## Task brief
Please rewrite only the listing below from the line containing "Category: red brick siding" down to the line containing "pixel 59 225", both included, swapping "pergola rafter" for "pergola beam" and leaving everything else unchanged.

## Data for the task

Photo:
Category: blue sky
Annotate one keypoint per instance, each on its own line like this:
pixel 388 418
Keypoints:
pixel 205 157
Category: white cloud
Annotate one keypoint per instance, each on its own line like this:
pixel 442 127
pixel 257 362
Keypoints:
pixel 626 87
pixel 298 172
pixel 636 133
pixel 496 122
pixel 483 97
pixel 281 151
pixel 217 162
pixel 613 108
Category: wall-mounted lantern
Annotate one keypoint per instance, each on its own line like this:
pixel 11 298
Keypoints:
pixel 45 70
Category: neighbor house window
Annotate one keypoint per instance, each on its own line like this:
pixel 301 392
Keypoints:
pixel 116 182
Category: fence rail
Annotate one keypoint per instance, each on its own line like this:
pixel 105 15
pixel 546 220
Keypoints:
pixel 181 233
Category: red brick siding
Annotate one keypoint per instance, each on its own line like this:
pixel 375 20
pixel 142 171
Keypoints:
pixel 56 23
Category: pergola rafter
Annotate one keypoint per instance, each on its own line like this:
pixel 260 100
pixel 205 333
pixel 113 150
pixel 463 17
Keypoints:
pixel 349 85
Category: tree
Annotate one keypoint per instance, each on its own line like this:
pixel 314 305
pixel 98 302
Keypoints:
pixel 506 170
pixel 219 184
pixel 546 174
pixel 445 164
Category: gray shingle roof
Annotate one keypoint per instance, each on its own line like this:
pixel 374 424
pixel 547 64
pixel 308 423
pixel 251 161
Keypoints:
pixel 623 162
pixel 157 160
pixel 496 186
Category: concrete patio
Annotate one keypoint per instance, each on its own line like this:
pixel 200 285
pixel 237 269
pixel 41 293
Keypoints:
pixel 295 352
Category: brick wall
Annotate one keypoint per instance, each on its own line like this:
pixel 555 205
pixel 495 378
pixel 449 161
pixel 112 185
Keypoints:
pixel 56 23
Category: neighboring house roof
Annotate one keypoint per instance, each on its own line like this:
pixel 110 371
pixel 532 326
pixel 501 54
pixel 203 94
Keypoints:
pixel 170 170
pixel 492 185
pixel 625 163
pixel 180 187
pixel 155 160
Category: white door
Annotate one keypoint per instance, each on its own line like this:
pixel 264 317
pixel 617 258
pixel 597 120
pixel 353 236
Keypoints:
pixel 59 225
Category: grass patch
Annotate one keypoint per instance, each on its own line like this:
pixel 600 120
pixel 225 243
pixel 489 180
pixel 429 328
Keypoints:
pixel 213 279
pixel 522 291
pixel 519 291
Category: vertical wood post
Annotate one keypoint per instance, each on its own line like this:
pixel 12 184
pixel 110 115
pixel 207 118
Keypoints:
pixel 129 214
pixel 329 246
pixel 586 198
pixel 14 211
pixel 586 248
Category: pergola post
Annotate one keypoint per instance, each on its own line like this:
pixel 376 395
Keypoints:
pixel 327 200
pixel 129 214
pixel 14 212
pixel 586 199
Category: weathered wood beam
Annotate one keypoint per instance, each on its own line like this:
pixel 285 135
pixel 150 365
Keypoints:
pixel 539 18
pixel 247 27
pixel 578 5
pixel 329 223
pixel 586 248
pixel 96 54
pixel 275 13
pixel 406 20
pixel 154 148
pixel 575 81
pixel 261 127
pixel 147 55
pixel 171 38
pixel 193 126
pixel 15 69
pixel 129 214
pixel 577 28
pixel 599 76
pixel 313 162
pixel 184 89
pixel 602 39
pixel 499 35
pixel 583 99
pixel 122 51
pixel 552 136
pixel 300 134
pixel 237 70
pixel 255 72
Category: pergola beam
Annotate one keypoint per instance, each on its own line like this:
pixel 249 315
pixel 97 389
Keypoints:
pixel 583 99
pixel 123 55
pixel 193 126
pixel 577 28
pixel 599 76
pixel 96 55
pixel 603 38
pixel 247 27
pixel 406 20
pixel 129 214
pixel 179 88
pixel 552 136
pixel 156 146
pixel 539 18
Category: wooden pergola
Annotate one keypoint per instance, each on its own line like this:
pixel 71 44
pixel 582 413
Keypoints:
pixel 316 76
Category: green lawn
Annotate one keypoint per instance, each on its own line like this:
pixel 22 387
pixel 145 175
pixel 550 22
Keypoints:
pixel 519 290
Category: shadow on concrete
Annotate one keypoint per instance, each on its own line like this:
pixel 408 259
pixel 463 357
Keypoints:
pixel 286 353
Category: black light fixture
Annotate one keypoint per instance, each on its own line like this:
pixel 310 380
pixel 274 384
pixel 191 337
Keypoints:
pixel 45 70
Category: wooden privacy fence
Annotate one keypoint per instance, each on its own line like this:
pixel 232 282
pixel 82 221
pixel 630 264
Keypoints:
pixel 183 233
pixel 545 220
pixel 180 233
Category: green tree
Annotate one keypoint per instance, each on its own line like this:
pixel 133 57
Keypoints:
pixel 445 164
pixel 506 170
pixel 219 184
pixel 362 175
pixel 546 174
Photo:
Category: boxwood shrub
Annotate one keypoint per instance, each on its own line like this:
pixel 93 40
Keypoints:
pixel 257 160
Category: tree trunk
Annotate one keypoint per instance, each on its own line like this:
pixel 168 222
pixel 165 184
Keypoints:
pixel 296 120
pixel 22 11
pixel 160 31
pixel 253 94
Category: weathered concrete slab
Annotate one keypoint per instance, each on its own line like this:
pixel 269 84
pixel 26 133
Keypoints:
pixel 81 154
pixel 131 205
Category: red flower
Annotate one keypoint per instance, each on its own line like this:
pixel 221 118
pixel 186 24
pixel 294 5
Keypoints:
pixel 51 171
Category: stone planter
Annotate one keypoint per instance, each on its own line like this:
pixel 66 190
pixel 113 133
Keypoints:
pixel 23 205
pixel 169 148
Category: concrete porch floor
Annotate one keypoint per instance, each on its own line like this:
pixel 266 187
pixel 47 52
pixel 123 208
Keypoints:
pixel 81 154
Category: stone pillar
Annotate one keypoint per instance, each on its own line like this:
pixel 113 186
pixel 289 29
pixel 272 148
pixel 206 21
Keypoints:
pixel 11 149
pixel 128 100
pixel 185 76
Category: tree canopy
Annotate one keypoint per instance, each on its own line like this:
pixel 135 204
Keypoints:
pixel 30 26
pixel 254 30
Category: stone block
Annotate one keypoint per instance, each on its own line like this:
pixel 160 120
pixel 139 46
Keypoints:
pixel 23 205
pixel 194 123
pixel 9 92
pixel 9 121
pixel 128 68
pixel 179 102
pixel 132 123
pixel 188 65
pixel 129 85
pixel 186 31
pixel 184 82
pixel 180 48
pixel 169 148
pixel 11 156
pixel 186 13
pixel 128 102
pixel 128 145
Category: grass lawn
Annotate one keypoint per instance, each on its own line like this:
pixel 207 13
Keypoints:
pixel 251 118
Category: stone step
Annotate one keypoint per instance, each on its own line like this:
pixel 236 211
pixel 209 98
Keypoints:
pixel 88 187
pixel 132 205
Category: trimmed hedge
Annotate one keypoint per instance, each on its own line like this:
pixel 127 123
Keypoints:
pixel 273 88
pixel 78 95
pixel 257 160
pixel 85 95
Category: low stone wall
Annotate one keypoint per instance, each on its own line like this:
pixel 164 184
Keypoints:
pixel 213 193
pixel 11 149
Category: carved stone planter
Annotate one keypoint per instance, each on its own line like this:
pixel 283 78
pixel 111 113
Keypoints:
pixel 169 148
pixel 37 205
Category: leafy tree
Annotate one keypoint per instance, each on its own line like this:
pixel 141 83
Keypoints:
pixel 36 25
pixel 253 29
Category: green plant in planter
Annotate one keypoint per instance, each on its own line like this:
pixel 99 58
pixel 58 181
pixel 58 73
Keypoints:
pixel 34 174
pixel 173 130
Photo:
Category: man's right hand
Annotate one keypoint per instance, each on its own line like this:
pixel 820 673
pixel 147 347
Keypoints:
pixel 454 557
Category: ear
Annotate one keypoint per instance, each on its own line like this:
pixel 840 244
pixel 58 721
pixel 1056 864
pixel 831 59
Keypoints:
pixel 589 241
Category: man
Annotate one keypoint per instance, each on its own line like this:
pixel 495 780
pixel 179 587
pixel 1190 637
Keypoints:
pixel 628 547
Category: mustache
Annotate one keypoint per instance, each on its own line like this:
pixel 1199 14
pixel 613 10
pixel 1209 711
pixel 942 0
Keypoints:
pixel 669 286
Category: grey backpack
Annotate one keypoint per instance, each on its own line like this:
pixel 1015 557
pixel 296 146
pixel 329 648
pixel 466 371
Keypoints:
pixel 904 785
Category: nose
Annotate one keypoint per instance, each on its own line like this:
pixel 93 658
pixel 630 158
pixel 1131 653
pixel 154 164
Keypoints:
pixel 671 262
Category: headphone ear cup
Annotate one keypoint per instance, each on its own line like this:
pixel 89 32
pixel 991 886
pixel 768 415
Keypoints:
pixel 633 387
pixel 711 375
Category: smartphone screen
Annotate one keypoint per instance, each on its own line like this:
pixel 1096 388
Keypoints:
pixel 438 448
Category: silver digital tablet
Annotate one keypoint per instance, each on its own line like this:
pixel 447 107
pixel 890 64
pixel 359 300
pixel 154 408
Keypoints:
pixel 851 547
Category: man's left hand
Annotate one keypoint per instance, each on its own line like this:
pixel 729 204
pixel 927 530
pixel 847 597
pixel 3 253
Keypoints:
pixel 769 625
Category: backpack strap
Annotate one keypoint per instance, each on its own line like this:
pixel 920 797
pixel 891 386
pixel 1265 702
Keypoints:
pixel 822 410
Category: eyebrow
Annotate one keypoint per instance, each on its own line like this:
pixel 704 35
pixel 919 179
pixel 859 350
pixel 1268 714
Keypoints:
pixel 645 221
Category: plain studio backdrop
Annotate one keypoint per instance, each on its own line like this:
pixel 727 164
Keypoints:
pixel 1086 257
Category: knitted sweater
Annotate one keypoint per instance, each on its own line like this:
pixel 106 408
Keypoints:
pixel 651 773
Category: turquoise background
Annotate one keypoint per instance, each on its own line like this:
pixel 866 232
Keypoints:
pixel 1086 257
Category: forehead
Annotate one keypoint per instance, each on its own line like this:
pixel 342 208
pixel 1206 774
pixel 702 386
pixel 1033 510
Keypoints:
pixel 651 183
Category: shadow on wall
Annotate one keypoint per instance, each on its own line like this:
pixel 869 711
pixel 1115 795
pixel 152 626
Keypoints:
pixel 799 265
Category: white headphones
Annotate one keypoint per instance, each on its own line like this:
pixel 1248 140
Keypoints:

## The answer
Category: red brick siding
Annotate one keypoint per instance, each on its own line like this:
pixel 375 20
pixel 142 171
Keypoints:
pixel 56 23
Category: pergola beam
Annotate one keypoint per instance, each on its own line like this:
pixel 260 100
pixel 205 333
pixel 113 150
pixel 463 17
Keypoints:
pixel 349 85
Category: tree
Annotate one keypoint per instance, each on its own line like this:
pixel 314 305
pixel 98 302
Keypoints:
pixel 506 170
pixel 219 184
pixel 546 174
pixel 445 164
Category: gray shingle roof
Annotate one keypoint per instance, each on its own line like this:
pixel 374 424
pixel 547 64
pixel 308 423
pixel 251 161
Keypoints:
pixel 623 162
pixel 157 160
pixel 496 186
Category: concrete patio
Annotate one keypoint per instance, each on its own line like this:
pixel 200 285
pixel 237 269
pixel 41 293
Keypoints:
pixel 295 352
Category: brick wall
Annotate one keypoint per instance, each on its own line like this:
pixel 555 205
pixel 495 378
pixel 449 161
pixel 112 185
Keypoints:
pixel 56 23
Category: neighboring house roof
Annotate one keypoint per instance, each on its own line like this:
pixel 110 371
pixel 532 326
pixel 501 54
pixel 203 94
Keypoints:
pixel 170 170
pixel 492 185
pixel 625 163
pixel 180 187
pixel 155 160
Category: white door
Annotate one keypoint per instance, each on its own line like this:
pixel 264 317
pixel 617 258
pixel 597 120
pixel 353 236
Keypoints:
pixel 59 225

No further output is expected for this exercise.